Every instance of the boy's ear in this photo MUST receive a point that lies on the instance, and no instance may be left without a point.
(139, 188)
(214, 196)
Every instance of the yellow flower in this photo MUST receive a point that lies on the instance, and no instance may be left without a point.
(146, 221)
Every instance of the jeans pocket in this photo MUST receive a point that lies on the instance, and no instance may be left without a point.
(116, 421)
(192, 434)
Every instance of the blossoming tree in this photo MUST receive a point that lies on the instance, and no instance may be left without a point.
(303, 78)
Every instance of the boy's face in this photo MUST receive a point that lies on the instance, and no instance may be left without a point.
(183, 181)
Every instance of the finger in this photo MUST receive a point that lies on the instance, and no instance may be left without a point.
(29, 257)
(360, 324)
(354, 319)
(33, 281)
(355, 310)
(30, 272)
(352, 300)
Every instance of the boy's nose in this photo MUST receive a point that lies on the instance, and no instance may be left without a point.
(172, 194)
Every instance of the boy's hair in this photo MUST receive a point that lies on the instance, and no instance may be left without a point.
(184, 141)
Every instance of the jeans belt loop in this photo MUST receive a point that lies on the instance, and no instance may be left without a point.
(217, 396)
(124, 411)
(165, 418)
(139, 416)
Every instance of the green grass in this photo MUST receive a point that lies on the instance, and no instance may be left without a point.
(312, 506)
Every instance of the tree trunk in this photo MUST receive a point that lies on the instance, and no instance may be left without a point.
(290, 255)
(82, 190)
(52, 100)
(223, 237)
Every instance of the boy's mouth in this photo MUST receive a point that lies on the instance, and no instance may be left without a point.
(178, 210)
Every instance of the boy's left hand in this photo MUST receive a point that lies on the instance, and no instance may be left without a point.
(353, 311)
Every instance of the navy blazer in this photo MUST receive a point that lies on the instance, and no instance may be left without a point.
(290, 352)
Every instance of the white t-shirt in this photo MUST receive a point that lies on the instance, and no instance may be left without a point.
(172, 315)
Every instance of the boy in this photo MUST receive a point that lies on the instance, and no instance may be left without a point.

------------------------------

**Challenge**:
Can you rewrite the data from the line containing "Every instance of the white" through the end, inclusive, changing "photo" to "image" and leaving everything else as it is?

**Task output**:
Every instance of the white t-shirt in this image MUST receive a point that lies on the instance, and no instance may be left without a point.
(172, 315)
Every instance of the boy in this image MUST receive a point that lies on the instance, and no instance may be left without a point.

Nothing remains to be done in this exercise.